EXERCISE DIRECTIONS
Copy out the lines of the records below, and only those lines, from the one with "For each <instance> block, the" through the one with "positive clicks: (53, 57)", exactly as they appear.

THE DATA
════
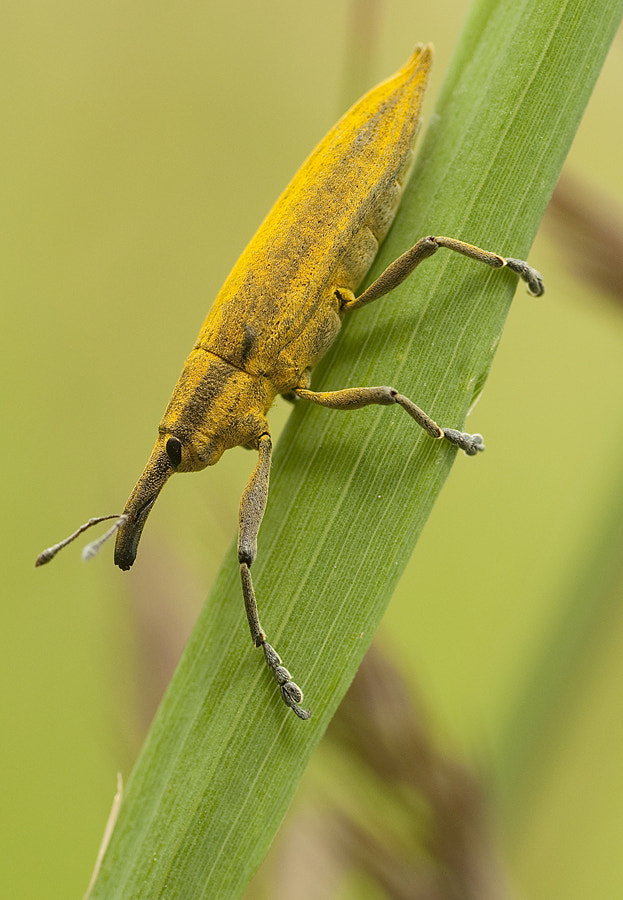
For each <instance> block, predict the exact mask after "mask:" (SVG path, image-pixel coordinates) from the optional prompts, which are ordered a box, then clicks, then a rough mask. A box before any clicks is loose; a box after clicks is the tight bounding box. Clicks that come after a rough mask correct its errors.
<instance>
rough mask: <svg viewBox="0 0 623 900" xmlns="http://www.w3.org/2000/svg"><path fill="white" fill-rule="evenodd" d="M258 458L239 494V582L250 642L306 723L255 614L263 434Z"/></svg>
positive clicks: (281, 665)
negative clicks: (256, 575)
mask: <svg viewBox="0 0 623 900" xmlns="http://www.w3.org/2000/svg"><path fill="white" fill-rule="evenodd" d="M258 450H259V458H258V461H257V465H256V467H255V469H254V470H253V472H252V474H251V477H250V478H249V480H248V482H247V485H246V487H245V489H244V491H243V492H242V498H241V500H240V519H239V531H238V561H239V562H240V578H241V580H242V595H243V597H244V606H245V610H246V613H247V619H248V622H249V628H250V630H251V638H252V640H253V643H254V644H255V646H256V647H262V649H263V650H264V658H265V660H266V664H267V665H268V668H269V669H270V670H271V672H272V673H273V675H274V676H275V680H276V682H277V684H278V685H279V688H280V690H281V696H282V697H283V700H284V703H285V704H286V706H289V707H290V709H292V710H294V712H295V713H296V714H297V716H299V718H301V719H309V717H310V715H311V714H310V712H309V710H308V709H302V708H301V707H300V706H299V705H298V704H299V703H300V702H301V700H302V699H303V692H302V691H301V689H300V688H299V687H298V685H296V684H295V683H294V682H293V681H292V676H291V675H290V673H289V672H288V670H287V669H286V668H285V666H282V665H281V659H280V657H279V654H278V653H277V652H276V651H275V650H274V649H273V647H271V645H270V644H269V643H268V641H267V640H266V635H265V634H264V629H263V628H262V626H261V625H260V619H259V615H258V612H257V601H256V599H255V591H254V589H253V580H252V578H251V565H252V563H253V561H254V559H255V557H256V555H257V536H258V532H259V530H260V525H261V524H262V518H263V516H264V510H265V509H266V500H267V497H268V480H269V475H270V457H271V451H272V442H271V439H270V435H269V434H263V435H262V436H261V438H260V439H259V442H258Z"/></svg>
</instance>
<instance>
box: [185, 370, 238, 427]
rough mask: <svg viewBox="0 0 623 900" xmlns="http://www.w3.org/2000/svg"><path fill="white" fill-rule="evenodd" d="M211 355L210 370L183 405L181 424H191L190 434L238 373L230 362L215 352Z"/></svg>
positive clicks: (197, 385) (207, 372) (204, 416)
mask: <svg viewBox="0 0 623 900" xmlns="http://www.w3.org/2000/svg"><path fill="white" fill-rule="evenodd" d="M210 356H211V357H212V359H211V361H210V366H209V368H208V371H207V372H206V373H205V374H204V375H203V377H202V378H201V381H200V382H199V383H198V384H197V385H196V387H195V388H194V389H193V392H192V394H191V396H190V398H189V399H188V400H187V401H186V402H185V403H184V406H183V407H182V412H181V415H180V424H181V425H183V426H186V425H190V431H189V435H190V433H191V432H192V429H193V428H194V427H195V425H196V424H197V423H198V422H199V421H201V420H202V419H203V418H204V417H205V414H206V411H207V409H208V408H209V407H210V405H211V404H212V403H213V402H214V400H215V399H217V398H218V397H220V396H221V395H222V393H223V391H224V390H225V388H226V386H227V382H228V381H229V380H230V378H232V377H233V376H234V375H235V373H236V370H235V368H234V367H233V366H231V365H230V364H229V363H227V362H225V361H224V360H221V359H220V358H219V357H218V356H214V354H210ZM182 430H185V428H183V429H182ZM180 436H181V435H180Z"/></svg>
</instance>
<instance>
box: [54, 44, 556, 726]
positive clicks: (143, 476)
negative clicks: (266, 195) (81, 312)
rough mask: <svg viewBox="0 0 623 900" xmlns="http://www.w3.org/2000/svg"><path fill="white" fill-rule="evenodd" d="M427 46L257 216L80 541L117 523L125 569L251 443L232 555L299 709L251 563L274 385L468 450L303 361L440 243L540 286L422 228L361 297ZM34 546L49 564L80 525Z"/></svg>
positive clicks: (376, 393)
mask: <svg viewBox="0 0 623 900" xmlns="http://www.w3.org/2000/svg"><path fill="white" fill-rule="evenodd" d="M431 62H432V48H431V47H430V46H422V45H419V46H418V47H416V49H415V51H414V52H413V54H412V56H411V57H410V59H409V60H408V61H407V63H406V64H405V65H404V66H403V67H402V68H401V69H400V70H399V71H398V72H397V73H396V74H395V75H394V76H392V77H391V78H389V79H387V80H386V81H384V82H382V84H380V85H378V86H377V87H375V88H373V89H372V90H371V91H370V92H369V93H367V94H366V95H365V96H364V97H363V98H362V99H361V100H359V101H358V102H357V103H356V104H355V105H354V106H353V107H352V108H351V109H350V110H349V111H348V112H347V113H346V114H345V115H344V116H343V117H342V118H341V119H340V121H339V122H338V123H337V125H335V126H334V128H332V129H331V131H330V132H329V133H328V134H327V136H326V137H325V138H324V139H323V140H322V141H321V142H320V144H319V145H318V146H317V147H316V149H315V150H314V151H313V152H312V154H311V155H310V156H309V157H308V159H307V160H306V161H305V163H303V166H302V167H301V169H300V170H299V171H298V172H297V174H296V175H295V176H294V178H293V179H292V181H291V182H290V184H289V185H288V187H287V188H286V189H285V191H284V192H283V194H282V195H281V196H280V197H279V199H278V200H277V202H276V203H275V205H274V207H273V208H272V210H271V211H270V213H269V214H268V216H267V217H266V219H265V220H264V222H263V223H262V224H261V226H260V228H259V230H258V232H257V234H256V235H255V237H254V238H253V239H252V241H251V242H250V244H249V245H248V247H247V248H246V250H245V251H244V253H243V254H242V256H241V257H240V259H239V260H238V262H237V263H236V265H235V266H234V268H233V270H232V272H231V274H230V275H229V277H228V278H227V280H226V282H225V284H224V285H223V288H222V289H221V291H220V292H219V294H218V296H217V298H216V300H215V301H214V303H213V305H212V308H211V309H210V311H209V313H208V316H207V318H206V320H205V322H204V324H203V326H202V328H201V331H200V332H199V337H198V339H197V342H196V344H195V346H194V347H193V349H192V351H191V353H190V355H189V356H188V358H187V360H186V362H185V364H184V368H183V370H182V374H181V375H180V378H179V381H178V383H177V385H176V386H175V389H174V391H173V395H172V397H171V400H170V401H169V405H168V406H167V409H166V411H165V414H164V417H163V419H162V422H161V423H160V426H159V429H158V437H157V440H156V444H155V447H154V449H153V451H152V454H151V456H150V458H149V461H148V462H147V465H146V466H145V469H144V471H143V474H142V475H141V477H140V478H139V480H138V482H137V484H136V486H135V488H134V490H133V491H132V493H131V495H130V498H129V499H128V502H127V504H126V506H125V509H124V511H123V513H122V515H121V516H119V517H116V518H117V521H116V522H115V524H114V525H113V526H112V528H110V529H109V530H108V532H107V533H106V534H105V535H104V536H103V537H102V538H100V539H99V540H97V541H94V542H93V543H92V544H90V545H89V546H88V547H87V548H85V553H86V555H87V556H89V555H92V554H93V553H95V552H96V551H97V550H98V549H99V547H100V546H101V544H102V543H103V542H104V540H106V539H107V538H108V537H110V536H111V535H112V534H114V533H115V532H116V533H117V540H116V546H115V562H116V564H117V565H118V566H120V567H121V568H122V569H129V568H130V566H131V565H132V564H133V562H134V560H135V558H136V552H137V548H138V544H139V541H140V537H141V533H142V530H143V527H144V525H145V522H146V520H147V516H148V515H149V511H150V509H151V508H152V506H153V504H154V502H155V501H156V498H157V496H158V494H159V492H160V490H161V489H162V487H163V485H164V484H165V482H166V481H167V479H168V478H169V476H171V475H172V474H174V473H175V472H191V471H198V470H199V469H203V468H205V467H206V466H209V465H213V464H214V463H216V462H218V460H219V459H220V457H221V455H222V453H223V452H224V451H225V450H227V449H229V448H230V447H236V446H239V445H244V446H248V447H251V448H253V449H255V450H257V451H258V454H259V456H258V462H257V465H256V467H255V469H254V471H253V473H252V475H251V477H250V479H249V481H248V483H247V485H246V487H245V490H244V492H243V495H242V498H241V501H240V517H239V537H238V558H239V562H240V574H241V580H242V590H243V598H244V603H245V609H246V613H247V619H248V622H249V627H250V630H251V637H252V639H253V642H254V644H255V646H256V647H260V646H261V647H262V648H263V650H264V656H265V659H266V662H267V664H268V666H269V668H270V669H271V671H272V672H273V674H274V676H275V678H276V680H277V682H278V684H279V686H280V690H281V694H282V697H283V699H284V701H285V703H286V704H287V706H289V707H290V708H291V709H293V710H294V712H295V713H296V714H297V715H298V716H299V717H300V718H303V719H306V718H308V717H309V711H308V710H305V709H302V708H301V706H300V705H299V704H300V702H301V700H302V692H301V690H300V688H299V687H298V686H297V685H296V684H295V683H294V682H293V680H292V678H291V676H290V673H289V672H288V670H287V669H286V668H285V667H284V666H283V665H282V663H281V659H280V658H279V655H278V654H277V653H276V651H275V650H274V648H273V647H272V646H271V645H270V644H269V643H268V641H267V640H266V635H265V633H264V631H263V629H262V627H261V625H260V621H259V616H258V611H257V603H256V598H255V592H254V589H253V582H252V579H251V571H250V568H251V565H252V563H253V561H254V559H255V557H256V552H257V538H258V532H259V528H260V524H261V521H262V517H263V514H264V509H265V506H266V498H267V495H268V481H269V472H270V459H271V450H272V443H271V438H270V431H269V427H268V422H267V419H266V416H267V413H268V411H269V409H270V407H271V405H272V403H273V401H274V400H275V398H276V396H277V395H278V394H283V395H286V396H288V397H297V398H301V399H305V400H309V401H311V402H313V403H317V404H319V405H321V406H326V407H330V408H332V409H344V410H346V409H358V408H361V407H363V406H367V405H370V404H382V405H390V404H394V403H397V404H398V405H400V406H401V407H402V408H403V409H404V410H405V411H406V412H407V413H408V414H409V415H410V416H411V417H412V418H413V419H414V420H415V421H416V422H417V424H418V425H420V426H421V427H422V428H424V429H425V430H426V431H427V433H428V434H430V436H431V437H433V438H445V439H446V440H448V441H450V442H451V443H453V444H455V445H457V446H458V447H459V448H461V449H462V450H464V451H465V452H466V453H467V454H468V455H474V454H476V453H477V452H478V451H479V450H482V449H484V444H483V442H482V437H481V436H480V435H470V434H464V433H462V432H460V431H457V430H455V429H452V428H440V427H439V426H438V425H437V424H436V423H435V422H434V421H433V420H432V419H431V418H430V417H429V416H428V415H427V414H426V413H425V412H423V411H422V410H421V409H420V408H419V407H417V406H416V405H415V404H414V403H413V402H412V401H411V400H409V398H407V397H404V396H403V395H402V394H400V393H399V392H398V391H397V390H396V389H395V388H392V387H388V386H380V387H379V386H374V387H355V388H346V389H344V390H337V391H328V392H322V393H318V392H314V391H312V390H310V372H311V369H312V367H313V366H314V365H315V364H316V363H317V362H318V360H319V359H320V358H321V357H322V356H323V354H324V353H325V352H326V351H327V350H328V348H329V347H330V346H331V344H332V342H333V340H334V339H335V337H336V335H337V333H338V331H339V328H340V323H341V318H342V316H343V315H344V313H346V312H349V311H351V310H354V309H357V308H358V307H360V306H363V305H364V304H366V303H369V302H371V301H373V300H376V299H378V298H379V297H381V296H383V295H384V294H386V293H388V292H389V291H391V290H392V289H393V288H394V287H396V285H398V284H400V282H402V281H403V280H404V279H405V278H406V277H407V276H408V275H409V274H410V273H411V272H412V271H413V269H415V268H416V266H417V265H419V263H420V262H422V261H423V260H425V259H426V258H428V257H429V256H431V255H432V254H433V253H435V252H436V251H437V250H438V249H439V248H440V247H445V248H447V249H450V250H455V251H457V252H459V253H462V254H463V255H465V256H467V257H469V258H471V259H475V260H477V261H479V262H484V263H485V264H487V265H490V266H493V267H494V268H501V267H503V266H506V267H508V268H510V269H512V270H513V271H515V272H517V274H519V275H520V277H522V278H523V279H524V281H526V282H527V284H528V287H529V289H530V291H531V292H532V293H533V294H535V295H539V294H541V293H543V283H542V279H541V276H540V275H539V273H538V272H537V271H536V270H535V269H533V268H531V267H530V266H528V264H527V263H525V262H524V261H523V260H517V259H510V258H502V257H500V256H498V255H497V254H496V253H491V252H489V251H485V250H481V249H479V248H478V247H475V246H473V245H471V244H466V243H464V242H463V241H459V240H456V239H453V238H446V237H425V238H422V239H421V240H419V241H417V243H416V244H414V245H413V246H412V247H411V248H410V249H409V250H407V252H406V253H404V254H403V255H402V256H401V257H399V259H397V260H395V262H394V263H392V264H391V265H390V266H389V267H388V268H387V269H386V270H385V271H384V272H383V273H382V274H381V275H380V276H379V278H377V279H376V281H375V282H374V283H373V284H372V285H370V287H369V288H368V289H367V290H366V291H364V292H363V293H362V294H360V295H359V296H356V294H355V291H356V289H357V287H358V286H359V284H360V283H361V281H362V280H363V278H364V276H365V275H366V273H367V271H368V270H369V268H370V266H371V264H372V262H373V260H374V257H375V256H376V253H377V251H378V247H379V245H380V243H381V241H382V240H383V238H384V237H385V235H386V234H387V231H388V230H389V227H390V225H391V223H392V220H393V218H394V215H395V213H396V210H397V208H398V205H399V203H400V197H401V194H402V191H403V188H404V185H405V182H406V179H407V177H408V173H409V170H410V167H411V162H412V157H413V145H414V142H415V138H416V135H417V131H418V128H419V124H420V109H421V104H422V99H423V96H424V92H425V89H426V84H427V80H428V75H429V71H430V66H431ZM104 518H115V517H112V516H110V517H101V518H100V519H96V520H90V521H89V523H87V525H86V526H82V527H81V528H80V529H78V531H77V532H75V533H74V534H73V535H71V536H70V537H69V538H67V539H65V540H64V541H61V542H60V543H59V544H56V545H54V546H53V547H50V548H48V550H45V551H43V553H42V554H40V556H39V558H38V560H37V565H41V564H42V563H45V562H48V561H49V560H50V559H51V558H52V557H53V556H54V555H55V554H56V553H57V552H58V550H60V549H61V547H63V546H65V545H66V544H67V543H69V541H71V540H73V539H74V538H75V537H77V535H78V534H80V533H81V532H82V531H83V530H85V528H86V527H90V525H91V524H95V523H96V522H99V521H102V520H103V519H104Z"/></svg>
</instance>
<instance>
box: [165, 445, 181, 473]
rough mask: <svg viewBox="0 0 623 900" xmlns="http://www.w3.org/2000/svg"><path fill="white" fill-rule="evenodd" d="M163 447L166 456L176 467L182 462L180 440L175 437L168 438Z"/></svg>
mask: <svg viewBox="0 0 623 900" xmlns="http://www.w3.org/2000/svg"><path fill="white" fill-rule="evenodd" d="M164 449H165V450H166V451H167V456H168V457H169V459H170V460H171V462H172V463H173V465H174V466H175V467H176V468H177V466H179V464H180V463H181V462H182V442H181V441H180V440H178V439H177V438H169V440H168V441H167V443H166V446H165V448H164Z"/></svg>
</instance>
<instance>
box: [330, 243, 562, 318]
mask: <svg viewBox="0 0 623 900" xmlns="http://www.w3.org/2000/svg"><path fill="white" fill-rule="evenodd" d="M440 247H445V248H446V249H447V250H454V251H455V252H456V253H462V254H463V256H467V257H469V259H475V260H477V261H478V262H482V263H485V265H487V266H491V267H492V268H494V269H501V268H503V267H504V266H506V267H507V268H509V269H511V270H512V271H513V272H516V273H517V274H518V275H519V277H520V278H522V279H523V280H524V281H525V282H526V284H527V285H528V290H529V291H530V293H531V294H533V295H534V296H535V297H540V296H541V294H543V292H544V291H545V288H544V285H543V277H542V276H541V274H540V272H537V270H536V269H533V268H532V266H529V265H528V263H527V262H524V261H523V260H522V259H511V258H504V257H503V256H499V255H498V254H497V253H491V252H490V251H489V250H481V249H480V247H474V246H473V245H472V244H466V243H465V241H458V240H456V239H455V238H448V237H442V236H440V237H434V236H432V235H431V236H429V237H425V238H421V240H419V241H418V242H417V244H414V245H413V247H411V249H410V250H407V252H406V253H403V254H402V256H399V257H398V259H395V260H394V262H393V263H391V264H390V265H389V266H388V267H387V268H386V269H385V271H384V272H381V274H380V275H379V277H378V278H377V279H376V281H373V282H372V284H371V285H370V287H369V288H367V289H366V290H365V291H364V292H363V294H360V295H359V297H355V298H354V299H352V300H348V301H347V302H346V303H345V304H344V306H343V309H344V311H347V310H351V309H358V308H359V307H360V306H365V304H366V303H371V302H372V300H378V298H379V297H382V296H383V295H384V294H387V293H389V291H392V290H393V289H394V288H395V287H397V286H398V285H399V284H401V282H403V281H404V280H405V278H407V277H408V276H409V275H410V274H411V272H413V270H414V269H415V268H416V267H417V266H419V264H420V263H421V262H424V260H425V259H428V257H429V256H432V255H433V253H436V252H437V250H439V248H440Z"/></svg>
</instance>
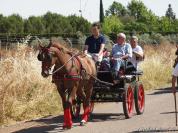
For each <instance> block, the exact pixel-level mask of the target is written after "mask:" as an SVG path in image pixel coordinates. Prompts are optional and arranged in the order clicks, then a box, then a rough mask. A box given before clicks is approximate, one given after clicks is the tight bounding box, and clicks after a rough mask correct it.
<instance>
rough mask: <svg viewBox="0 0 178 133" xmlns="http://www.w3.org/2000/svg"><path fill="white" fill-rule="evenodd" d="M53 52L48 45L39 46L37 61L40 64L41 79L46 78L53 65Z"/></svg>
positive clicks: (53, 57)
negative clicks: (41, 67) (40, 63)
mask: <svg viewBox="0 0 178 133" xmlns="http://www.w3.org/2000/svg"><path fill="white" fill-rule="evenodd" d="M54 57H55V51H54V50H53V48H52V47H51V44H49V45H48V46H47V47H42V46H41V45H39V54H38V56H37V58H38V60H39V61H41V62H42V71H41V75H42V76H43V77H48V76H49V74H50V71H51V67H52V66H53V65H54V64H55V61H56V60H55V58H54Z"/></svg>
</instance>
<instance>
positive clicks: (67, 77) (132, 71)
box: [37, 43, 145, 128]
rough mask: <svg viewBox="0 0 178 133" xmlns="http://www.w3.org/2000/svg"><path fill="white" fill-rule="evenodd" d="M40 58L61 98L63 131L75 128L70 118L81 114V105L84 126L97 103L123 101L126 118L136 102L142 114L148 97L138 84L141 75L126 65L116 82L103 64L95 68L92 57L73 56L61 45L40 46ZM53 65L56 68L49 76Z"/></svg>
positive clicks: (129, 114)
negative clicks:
════
SOLVED EXERCISE
For each <instance> block, the exact pixel-level mask of the target is written after "mask:" as an SVG path in image pixel coordinates. Prompts are optional and arranged in the order clicks, then a box, then a rough mask. A box given before clicks is approximate, one given after clicks is the tight bounding box, and clicks after a rough mask correct it.
<instance>
rough mask: <svg viewBox="0 0 178 133" xmlns="http://www.w3.org/2000/svg"><path fill="white" fill-rule="evenodd" d="M53 52L48 45L39 46L37 61L40 64L41 79L46 78L53 65Z"/></svg>
positive clicks: (53, 57)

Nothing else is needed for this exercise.